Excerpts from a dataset

^^^^^^^^

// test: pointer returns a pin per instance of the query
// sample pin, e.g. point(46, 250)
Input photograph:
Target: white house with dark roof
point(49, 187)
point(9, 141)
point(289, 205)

^^^^^^^^

§ Exercise goal: Take the line with "e.g. point(46, 250)" and every line after it in the data, and please reproduce them exactly, leaving out all other lines.

§ Answer area:
// sample pin, e.g. point(46, 250)
Input photograph:
Target: white house with dark roof
point(49, 187)
point(9, 141)
point(289, 205)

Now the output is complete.